- _DATASET ENTRIES_:
━━━━━━━━━━━━━━━━━━━━━━━━━━━━━━

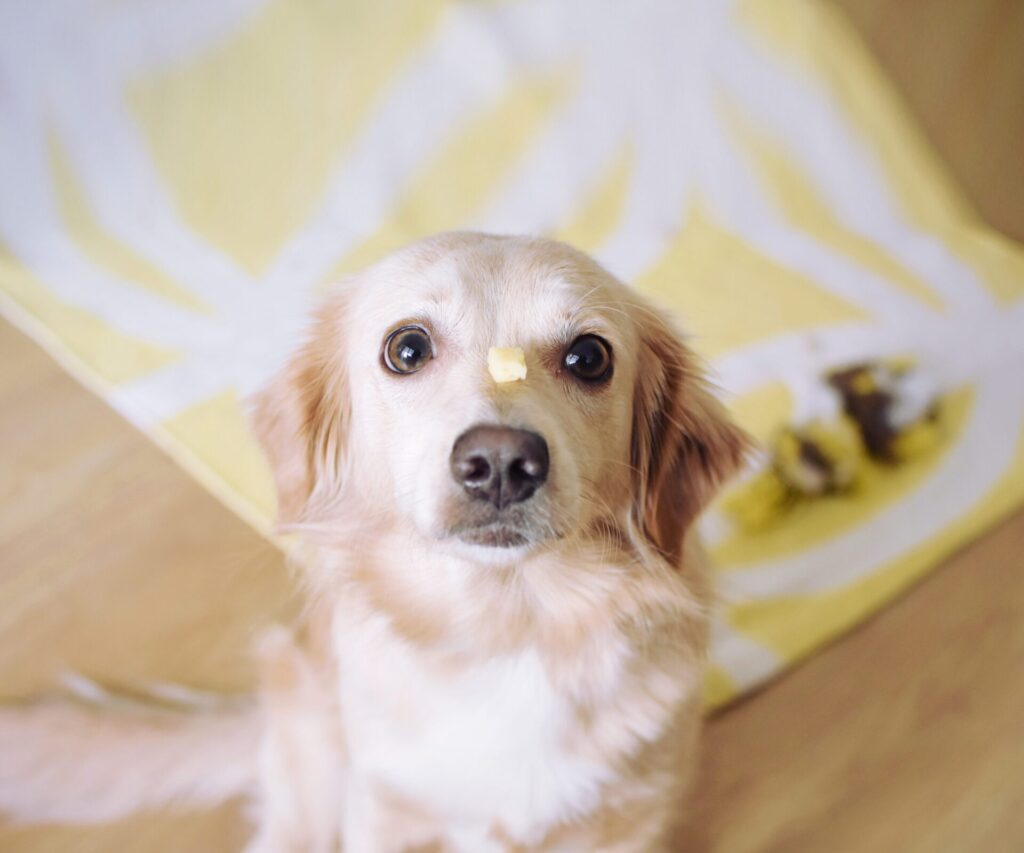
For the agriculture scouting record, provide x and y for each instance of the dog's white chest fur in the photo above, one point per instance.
(478, 747)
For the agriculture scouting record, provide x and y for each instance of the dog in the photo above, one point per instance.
(488, 458)
(508, 608)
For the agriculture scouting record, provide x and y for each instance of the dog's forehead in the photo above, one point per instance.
(502, 293)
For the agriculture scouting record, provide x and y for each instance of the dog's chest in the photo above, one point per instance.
(486, 743)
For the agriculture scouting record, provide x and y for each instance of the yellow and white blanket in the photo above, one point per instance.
(179, 178)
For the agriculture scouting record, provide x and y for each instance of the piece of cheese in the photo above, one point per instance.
(507, 364)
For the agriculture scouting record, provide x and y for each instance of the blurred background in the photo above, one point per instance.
(808, 184)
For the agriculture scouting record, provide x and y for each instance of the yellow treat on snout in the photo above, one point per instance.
(507, 364)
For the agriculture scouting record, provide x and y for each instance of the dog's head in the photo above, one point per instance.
(389, 411)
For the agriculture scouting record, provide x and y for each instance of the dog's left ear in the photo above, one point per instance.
(684, 443)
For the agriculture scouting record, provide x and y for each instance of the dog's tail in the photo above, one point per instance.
(97, 757)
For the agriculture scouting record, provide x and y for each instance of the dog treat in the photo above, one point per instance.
(890, 414)
(507, 364)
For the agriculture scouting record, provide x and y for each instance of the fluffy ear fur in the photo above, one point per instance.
(301, 418)
(684, 443)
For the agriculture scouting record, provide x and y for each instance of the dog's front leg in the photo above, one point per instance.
(301, 762)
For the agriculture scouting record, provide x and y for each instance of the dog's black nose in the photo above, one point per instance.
(500, 464)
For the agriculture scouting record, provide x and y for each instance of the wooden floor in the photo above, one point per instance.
(907, 735)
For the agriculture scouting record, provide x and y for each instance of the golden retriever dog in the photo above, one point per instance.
(488, 457)
(508, 611)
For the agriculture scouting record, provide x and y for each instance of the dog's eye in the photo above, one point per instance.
(408, 349)
(589, 358)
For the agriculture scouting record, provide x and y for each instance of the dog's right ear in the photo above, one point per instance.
(301, 418)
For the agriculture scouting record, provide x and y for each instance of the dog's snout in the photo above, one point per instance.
(500, 464)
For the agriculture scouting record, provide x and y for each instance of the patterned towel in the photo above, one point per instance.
(180, 178)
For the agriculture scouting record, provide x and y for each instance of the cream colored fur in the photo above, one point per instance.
(458, 696)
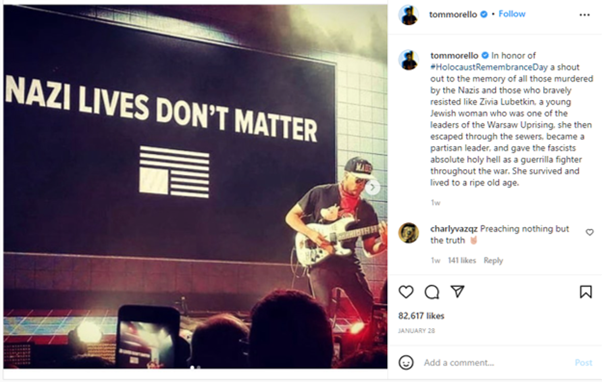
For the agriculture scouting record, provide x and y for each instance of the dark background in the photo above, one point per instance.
(71, 179)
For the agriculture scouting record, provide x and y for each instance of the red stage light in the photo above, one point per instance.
(356, 328)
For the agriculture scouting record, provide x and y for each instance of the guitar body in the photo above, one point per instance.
(308, 253)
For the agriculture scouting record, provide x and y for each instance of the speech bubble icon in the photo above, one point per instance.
(432, 292)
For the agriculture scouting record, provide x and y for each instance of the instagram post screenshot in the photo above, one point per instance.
(198, 187)
(381, 190)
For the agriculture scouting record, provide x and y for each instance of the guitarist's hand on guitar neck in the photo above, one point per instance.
(320, 240)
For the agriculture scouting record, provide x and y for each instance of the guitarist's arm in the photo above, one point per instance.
(374, 248)
(294, 219)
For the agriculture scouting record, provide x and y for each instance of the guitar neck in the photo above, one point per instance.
(357, 232)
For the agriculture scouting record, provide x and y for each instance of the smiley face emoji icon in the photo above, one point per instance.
(406, 362)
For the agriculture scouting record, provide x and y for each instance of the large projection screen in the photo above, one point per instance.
(124, 142)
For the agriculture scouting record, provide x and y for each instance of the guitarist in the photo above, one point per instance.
(325, 204)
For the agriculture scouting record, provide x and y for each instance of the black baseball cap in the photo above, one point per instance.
(360, 168)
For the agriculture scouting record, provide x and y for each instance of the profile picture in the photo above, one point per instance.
(408, 15)
(408, 60)
(408, 233)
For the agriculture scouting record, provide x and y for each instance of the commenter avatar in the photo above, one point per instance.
(408, 233)
(409, 61)
(409, 18)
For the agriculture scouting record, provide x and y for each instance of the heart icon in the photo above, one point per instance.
(406, 290)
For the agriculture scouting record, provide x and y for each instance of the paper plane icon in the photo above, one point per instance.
(458, 289)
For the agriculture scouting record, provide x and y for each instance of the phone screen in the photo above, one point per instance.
(145, 345)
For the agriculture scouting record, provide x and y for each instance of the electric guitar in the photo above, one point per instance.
(308, 252)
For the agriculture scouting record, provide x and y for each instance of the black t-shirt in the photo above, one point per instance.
(323, 197)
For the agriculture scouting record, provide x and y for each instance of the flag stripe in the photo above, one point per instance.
(191, 194)
(174, 165)
(186, 180)
(186, 173)
(171, 151)
(174, 158)
(192, 188)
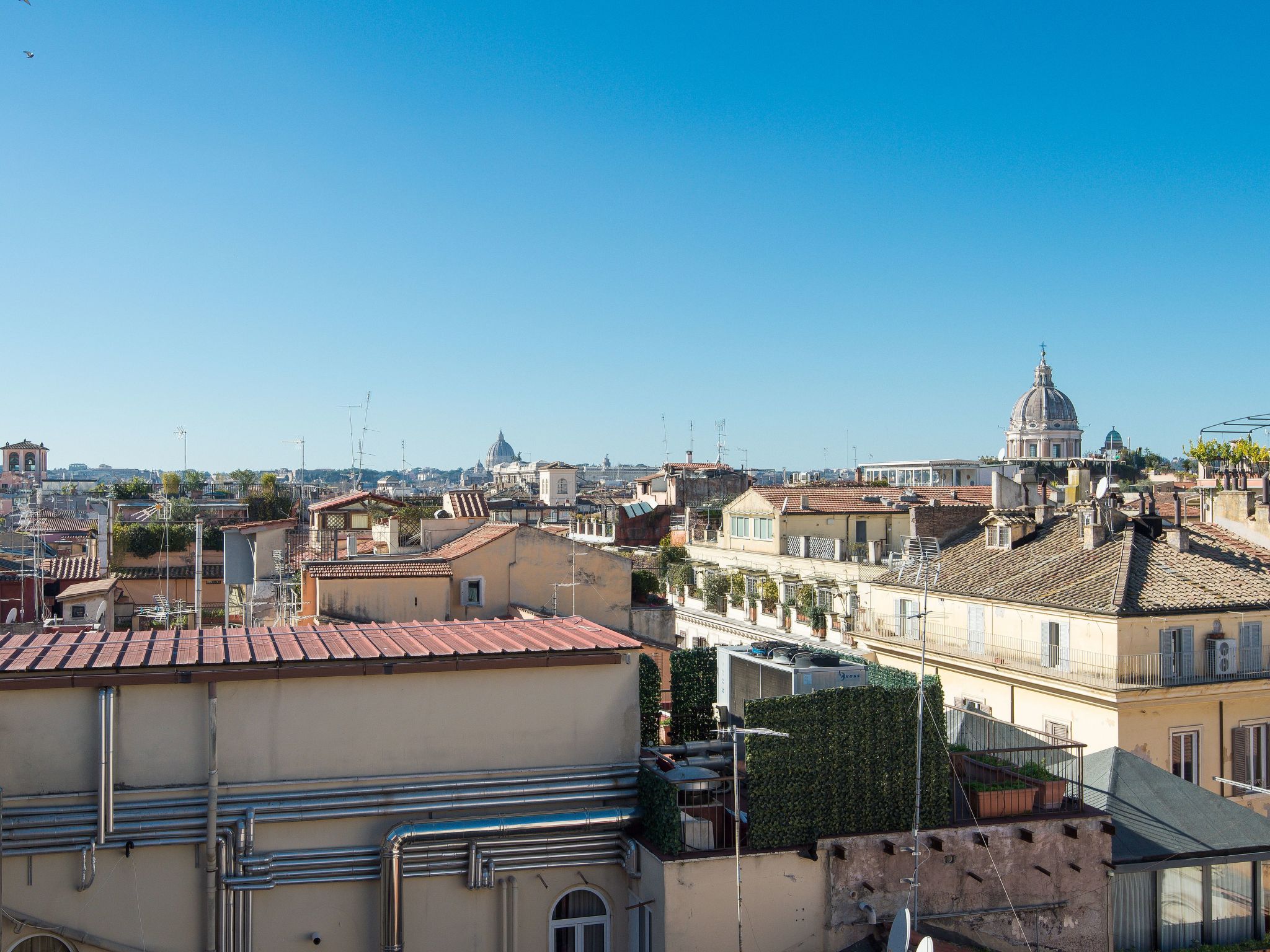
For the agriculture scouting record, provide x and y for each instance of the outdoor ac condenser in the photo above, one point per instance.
(1223, 655)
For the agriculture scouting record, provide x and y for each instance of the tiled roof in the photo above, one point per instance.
(87, 588)
(469, 503)
(349, 499)
(851, 499)
(381, 569)
(143, 573)
(471, 541)
(60, 651)
(1130, 573)
(71, 568)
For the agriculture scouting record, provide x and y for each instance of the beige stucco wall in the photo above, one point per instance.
(310, 729)
(385, 599)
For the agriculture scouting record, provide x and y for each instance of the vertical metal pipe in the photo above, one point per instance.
(110, 759)
(210, 850)
(512, 938)
(100, 765)
(198, 573)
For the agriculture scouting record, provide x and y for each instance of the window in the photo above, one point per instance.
(1249, 754)
(579, 923)
(1185, 754)
(471, 592)
(974, 633)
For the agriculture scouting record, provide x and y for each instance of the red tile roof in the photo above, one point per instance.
(349, 499)
(851, 499)
(381, 569)
(469, 503)
(471, 541)
(71, 568)
(75, 650)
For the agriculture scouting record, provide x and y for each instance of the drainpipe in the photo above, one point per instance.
(395, 840)
(211, 855)
(512, 938)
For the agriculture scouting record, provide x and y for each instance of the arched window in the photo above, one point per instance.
(41, 943)
(579, 923)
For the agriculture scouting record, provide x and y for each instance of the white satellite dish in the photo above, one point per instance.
(900, 930)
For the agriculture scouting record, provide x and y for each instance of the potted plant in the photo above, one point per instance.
(817, 617)
(1005, 799)
(1050, 788)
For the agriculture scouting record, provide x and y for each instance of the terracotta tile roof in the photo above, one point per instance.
(471, 541)
(349, 499)
(1129, 574)
(71, 568)
(69, 650)
(141, 573)
(851, 499)
(469, 503)
(381, 569)
(88, 588)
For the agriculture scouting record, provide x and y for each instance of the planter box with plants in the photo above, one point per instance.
(1006, 799)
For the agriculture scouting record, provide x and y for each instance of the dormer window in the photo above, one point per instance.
(998, 537)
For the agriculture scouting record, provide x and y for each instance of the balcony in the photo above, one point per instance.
(1002, 770)
(1095, 669)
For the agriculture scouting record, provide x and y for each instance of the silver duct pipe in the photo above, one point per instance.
(391, 851)
(211, 861)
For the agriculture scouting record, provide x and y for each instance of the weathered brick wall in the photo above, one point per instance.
(943, 521)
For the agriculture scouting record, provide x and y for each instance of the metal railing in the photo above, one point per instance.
(1003, 770)
(1203, 666)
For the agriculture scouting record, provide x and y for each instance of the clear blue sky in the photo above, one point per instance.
(566, 221)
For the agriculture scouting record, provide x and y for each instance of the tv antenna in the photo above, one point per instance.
(922, 563)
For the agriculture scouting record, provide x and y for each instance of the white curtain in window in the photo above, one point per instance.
(1232, 903)
(1181, 907)
(1134, 912)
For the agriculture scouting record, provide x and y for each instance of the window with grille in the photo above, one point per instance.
(1184, 754)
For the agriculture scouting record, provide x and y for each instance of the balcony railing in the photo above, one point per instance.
(1002, 770)
(1204, 666)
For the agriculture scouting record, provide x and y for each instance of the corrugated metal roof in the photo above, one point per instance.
(381, 569)
(69, 650)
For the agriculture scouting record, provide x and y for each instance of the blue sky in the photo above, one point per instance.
(833, 226)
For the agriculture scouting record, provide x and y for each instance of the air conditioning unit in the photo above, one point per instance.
(1223, 655)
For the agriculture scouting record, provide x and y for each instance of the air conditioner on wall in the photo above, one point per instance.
(1223, 655)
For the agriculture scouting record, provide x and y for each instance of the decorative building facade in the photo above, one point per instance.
(1043, 425)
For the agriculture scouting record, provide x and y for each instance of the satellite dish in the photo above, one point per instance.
(900, 930)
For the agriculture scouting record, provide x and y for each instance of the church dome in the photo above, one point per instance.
(499, 452)
(1043, 405)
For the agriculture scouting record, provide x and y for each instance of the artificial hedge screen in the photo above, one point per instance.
(848, 767)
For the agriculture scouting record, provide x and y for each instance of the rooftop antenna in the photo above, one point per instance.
(180, 434)
(922, 564)
(352, 450)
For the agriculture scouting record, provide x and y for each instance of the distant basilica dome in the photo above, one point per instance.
(499, 452)
(1043, 425)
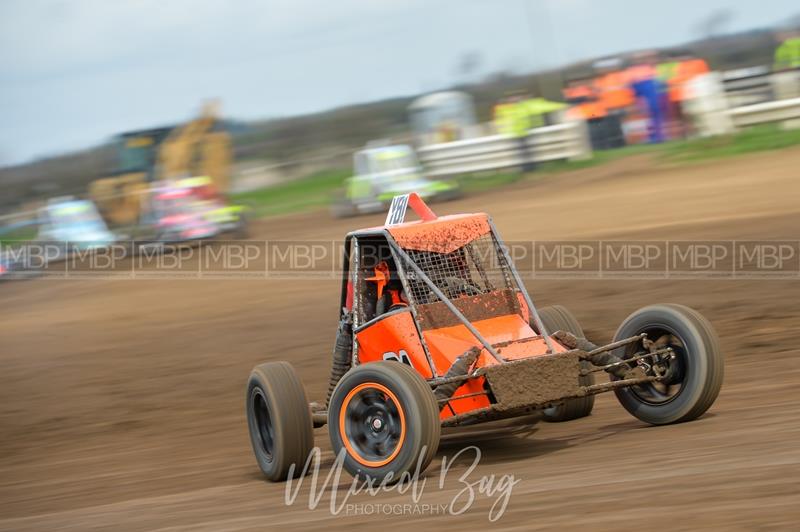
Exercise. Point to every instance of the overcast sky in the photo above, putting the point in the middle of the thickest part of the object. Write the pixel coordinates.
(74, 72)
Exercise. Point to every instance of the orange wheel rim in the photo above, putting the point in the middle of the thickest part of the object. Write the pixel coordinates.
(348, 436)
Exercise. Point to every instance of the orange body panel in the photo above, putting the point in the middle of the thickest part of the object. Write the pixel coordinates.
(391, 335)
(442, 235)
(398, 332)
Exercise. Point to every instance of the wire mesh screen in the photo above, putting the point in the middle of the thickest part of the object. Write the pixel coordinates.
(474, 269)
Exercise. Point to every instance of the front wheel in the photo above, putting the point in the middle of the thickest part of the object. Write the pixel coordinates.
(385, 419)
(279, 419)
(691, 379)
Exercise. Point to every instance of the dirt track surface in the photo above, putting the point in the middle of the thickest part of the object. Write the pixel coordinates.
(121, 402)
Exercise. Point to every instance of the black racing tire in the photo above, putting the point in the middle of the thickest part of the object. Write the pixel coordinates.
(279, 420)
(558, 318)
(699, 362)
(407, 434)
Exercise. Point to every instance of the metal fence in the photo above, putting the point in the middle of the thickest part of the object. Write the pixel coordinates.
(567, 141)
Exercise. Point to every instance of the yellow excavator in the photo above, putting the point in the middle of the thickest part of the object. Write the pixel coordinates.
(200, 147)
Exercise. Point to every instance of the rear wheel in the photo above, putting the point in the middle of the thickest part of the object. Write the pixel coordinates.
(692, 379)
(558, 318)
(385, 419)
(279, 420)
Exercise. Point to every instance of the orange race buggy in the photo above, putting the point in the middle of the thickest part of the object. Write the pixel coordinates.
(438, 330)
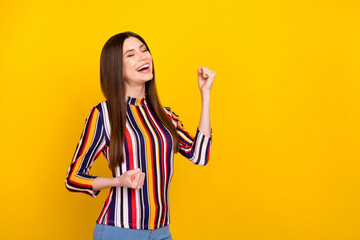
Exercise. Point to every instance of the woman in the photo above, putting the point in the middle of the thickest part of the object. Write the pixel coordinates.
(140, 149)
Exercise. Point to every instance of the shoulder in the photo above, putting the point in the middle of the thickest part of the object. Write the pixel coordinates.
(99, 110)
(102, 107)
(171, 113)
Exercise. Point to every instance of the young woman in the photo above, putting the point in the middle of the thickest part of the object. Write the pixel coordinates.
(138, 137)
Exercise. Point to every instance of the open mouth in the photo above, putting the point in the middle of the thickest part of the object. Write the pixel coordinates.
(144, 68)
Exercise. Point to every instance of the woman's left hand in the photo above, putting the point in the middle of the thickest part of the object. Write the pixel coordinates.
(205, 80)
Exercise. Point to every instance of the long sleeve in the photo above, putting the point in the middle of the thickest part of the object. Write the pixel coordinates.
(196, 149)
(91, 143)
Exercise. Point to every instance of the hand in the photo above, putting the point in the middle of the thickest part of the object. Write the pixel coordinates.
(131, 179)
(205, 80)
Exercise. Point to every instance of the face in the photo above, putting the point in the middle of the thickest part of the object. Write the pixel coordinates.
(137, 62)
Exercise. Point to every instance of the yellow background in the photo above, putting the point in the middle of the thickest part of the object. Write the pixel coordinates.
(285, 113)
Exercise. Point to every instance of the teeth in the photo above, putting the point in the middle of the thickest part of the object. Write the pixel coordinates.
(142, 67)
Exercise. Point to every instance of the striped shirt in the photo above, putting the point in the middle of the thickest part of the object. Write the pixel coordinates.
(148, 145)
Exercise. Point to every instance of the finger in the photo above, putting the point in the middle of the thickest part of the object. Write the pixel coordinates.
(132, 177)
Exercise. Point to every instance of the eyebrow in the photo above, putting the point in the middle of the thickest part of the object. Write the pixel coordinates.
(133, 49)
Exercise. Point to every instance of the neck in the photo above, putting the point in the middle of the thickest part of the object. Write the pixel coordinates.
(135, 91)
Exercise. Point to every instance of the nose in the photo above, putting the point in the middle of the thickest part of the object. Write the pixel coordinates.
(142, 56)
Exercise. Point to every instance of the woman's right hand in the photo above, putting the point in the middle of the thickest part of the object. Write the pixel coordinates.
(130, 179)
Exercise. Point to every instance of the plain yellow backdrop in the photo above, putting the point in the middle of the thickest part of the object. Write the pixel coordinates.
(285, 113)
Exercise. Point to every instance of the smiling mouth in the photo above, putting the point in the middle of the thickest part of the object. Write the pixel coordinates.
(144, 68)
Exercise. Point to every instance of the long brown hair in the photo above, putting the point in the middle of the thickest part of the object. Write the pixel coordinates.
(113, 88)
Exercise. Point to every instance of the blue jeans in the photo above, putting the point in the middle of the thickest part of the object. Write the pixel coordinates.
(107, 232)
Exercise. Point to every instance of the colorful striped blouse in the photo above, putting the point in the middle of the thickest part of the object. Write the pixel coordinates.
(149, 146)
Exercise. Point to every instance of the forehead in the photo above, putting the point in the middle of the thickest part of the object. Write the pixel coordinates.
(131, 42)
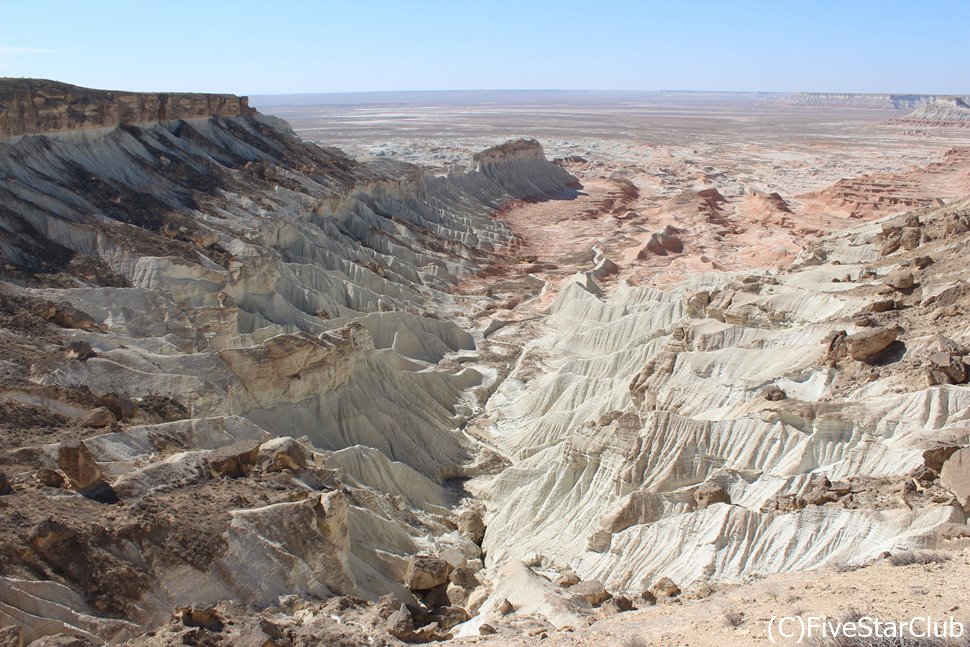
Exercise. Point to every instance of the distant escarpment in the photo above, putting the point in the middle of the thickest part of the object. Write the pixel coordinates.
(854, 100)
(234, 334)
(953, 112)
(33, 106)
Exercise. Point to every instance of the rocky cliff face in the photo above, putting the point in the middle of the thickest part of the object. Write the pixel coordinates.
(31, 106)
(253, 391)
(236, 335)
(853, 100)
(953, 112)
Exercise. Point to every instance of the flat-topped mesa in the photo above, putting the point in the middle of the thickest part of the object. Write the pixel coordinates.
(520, 167)
(517, 150)
(854, 100)
(952, 112)
(37, 106)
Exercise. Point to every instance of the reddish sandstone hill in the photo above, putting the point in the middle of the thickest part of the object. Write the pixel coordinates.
(881, 194)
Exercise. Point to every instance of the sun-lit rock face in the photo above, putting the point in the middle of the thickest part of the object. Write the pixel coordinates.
(31, 107)
(248, 378)
(858, 100)
(747, 383)
(256, 339)
(950, 112)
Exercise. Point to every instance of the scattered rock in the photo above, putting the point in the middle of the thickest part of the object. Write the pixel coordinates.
(205, 617)
(426, 572)
(77, 462)
(471, 524)
(464, 577)
(504, 607)
(617, 604)
(234, 460)
(697, 303)
(710, 493)
(901, 280)
(401, 625)
(665, 588)
(81, 351)
(910, 237)
(12, 636)
(450, 616)
(567, 579)
(700, 591)
(955, 476)
(49, 478)
(61, 640)
(99, 418)
(957, 224)
(773, 393)
(869, 343)
(882, 305)
(281, 454)
(592, 591)
(935, 457)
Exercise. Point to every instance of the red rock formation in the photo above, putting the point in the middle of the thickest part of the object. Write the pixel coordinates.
(32, 106)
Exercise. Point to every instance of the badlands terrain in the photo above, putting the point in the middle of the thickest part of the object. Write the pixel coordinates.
(487, 368)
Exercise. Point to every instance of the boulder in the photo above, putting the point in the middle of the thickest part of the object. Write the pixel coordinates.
(234, 460)
(567, 579)
(592, 591)
(869, 343)
(935, 457)
(204, 617)
(773, 393)
(77, 462)
(617, 604)
(99, 418)
(697, 303)
(957, 224)
(426, 572)
(901, 280)
(12, 636)
(448, 617)
(49, 478)
(281, 454)
(882, 305)
(890, 245)
(670, 243)
(653, 246)
(81, 351)
(401, 625)
(471, 524)
(910, 238)
(504, 607)
(665, 588)
(955, 476)
(710, 493)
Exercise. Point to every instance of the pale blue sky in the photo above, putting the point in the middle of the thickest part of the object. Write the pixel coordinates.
(287, 46)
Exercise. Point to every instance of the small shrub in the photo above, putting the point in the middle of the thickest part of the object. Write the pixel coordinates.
(908, 557)
(635, 641)
(733, 618)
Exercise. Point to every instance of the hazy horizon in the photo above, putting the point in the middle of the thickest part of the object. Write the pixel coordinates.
(335, 48)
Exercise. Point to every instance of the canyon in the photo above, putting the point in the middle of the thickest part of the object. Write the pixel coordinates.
(569, 369)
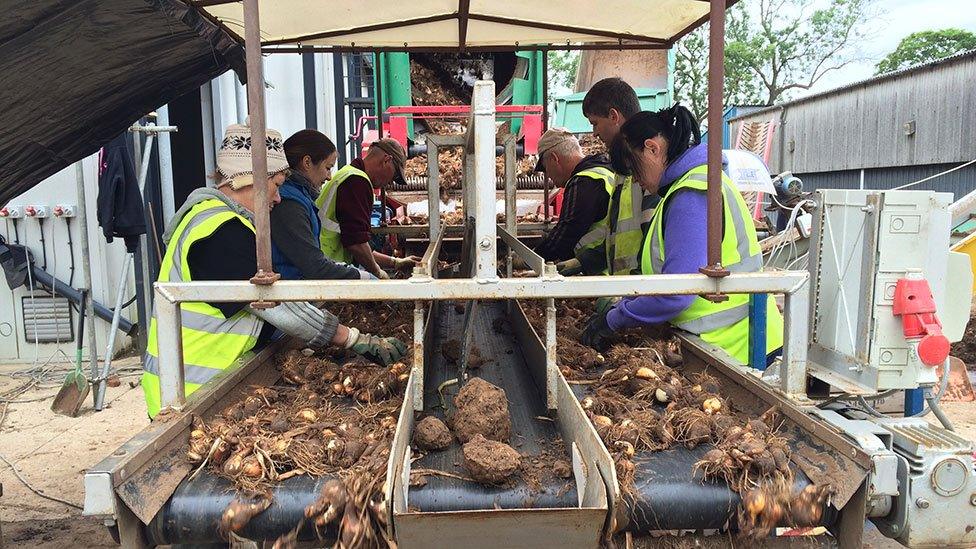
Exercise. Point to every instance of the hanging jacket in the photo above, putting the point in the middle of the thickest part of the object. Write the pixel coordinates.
(119, 205)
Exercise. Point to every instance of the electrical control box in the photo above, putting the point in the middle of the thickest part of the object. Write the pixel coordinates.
(863, 243)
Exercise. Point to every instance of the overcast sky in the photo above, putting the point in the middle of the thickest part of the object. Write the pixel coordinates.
(897, 19)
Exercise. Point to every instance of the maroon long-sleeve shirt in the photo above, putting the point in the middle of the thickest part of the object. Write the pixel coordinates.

━━━━━━━━━━━━━━━━━━━━━━━━━━━━━━

- _EXERCISE_:
Take the lines from the one containing "Exercise. Point to every instance of the pale" through the final line of the listing above and print them exactly, including both ends but no pictures.

- _TASK SOLUTION_:
Exercise. Point to every instance of the pale blue sky in the photo above, putting the point in the middle of the thickest part of the object. Write the pixel coordinates.
(287, 46)
Exercise. Point to every instance of the small shrub in the photo above, putting the point in the middle of the thickest part of the object. Write the pixel coordinates.
(908, 557)
(635, 641)
(733, 618)
Exercise. Point to every instance of the hazy horizon in the photo above, putting the point in the middle of the thickest part of the object. Write the pixel coordinates.
(335, 48)
Exercise. Point to every instance of the canyon in the photo above, putting the point in the middle of the thickest part of the object. Write the pixel coordinates.
(569, 369)
Exercise. Point to every instance of the hanging jacket in the photo above, putting the point in the middle of the thickest part of the object. Write the pixel coordinates.
(119, 205)
Exercise. Point to every instance of the electrical control box in the photo above, putting the point in the middle of the thickest part of the object. Write the pixel coordinates.
(863, 243)
Exercise. Point to every instance of the overcast sky in the photo above, putting the point in the middle of the thickest part of the object. Write the pixel coordinates.
(897, 19)
Exercise. Point to every instance of the maroon long-sleeve shirt in the photo above, putting the point in the middle of the thickest part of the object. Write the pixel coordinates.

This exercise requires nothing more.